# Given problem
Please render all the data below as a Markdown table with the columns Number and Entry, giving each line its own numbered row and skipping blank lines.

# Information provided

————

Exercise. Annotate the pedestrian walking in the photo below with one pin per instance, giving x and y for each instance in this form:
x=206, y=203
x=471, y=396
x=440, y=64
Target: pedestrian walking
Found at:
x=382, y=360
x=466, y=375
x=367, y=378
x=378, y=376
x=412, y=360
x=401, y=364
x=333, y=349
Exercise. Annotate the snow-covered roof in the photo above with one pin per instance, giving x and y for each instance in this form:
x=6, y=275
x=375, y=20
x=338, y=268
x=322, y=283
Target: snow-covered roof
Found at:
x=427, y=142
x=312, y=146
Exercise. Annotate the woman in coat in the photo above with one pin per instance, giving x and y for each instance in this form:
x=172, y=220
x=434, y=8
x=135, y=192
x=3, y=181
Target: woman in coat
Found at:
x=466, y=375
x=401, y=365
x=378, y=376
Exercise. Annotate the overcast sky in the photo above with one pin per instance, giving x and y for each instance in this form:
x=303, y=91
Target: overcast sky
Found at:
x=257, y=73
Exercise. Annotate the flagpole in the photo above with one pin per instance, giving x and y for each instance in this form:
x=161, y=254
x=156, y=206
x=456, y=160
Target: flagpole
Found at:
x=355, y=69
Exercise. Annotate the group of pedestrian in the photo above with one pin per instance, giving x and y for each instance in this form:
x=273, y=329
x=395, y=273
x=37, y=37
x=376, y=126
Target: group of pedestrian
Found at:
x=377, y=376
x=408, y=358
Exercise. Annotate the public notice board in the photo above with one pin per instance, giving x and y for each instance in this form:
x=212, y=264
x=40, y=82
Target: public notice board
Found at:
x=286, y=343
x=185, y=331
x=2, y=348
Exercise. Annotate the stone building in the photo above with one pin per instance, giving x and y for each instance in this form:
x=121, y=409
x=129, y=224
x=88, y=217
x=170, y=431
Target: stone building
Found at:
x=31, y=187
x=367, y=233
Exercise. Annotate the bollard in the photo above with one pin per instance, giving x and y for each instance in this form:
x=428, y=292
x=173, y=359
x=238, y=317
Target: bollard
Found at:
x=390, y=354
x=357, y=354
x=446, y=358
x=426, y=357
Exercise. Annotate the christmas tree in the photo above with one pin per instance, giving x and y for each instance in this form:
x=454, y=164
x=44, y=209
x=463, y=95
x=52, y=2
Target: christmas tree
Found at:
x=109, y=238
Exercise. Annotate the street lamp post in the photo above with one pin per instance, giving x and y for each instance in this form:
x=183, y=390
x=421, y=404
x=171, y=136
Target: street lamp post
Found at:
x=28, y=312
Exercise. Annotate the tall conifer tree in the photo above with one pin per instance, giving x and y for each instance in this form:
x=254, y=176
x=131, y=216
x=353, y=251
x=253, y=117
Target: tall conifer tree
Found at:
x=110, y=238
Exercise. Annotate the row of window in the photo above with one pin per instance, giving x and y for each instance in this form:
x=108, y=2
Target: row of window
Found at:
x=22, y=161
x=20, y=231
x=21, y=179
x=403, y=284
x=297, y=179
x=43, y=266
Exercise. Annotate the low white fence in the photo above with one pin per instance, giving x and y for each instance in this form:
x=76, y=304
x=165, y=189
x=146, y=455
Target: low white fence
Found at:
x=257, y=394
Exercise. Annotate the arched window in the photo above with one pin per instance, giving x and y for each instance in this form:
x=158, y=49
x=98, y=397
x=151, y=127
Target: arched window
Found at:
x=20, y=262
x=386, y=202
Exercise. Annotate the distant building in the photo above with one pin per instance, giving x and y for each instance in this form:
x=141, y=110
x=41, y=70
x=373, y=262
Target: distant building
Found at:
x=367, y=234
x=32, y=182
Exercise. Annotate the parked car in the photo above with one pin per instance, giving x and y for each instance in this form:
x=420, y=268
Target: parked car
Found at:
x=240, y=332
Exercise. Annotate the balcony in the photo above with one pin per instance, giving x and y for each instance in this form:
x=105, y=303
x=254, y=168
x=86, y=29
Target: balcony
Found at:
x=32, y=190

————

# Response below
| Number | Entry |
|---|---|
| 1 | Exercise. Annotate the pedestrian walking in the photo below with one pin per instance, giving x and y for each instance in this form: |
| 2 | x=206, y=203 |
| 3 | x=471, y=396 |
| 4 | x=440, y=64 |
| 5 | Target: pedestrian walking |
| 6 | Found at: |
| 7 | x=382, y=360 |
| 8 | x=466, y=375 |
| 9 | x=367, y=378 |
| 10 | x=378, y=376 |
| 11 | x=412, y=360 |
| 12 | x=401, y=364 |
| 13 | x=333, y=349 |
| 14 | Exercise. Annotate the snow-covered roof in the photo above with one pin per instance, giving x and y for each instance in this form: |
| 15 | x=6, y=275 |
| 16 | x=375, y=20 |
| 17 | x=338, y=268 |
| 18 | x=322, y=283 |
| 19 | Target: snow-covered roof |
| 20 | Found at: |
| 21 | x=427, y=142 |
| 22 | x=312, y=146 |
| 23 | Exercise. Annotate the woman in coat in the photo above with one pin per instance, giving x and y for each instance in this form: |
| 24 | x=172, y=220 |
| 25 | x=434, y=8 |
| 26 | x=135, y=192 |
| 27 | x=3, y=181 |
| 28 | Target: woman in coat |
| 29 | Found at: |
| 30 | x=466, y=375 |
| 31 | x=401, y=365 |
| 32 | x=378, y=376 |
| 33 | Exercise. Annotate the overcast sky in the photo above with one pin per instance, giving x and y for each instance in this form: |
| 34 | x=303, y=91 |
| 35 | Target: overcast sky |
| 36 | Found at: |
| 37 | x=257, y=73 |
| 38 | Exercise. Annotate the flagpole in the photo above with one pin per instance, giving x and y for each instance in this form: |
| 39 | x=161, y=254 |
| 40 | x=156, y=206 |
| 41 | x=456, y=160 |
| 42 | Target: flagpole |
| 43 | Found at: |
| 44 | x=355, y=69 |
| 45 | Exercise. Annotate the group of pedestrian in the photo above with one pin per instance, giving x and y for each instance in this form: |
| 46 | x=273, y=329 |
| 47 | x=395, y=273 |
| 48 | x=37, y=37 |
| 49 | x=376, y=126 |
| 50 | Target: group of pedestrian |
| 51 | Found at: |
| 52 | x=377, y=376 |
| 53 | x=408, y=358 |
| 54 | Exercise. Annotate the public notice board in the photo above with one pin per instance, giving x and y for each instance in this form: |
| 55 | x=212, y=264 |
| 56 | x=40, y=82 |
| 57 | Target: public notice board |
| 58 | Found at: |
| 59 | x=286, y=343 |
| 60 | x=185, y=331 |
| 61 | x=2, y=348 |
| 62 | Exercise. Annotate the stone building in the photo above with one pin per instance, giving x and y for each instance in this form: |
| 63 | x=121, y=409 |
| 64 | x=129, y=224 |
| 65 | x=88, y=217 |
| 66 | x=170, y=431 |
| 67 | Target: stone building |
| 68 | Found at: |
| 69 | x=31, y=187 |
| 70 | x=367, y=233 |
| 71 | Exercise. Annotate the bollard in the photo above with one pin per instance, giving x and y for each instance in this form: |
| 72 | x=428, y=292 |
| 73 | x=173, y=359 |
| 74 | x=238, y=317 |
| 75 | Target: bollard |
| 76 | Found at: |
| 77 | x=390, y=354 |
| 78 | x=357, y=354 |
| 79 | x=446, y=358 |
| 80 | x=426, y=357 |
| 81 | Exercise. Annotate the christmas tree in the photo above with one pin per instance, giving x and y for each instance in this form: |
| 82 | x=454, y=164 |
| 83 | x=44, y=209 |
| 84 | x=463, y=95 |
| 85 | x=52, y=2 |
| 86 | Target: christmas tree |
| 87 | Found at: |
| 88 | x=109, y=238 |
| 89 | Exercise. Annotate the street lamp post in the photo above with one pin per instance, giving x and y for each instance in this form: |
| 90 | x=183, y=390 |
| 91 | x=421, y=404 |
| 92 | x=171, y=136 |
| 93 | Target: street lamp post |
| 94 | Found at: |
| 95 | x=28, y=312 |
| 96 | Exercise. Annotate the tall conifer tree in the photo above with one pin per instance, giving x and y for each instance in this form: |
| 97 | x=254, y=176 |
| 98 | x=131, y=216 |
| 99 | x=353, y=251 |
| 100 | x=253, y=117 |
| 101 | Target: tall conifer tree |
| 102 | Found at: |
| 103 | x=110, y=238 |
| 104 | Exercise. Annotate the row of window in the photo above with one pin per instance, giving x and y for each instance in this form: |
| 105 | x=108, y=2 |
| 106 | Target: row of window |
| 107 | Found at: |
| 108 | x=22, y=161 |
| 109 | x=20, y=231 |
| 110 | x=21, y=179 |
| 111 | x=403, y=284 |
| 112 | x=297, y=179 |
| 113 | x=43, y=266 |
| 114 | Exercise. Annotate the low white fence in the photo above with one pin per instance, giving x and y for each instance in this form: |
| 115 | x=76, y=304 |
| 116 | x=165, y=189 |
| 117 | x=146, y=455 |
| 118 | Target: low white fence |
| 119 | Found at: |
| 120 | x=257, y=394 |
| 121 | Exercise. Annotate the arched window in the photo above with one pin per instance, giving x and y for each instance in this form: |
| 122 | x=158, y=49 |
| 123 | x=98, y=397 |
| 124 | x=151, y=127 |
| 125 | Target: arched window |
| 126 | Found at: |
| 127 | x=20, y=262 |
| 128 | x=386, y=202 |
| 129 | Exercise. Annotate the distant building in the photo above with one pin per instance, giving x and y for each instance in this form: |
| 130 | x=141, y=110 |
| 131 | x=41, y=70 |
| 132 | x=373, y=262 |
| 133 | Target: distant building |
| 134 | Found at: |
| 135 | x=367, y=234 |
| 136 | x=32, y=182 |
| 137 | Exercise. Annotate the parked car in the photo above with one pin per instance, giving x and y for each instance in this form: |
| 138 | x=420, y=268 |
| 139 | Target: parked car |
| 140 | Found at: |
| 141 | x=240, y=332 |
| 142 | Exercise. Annotate the balcony in the photo above with one pin per instance, giving x and y for each instance in this form: |
| 143 | x=105, y=303 |
| 144 | x=254, y=168 |
| 145 | x=86, y=29 |
| 146 | Target: balcony |
| 147 | Found at: |
| 148 | x=32, y=190 |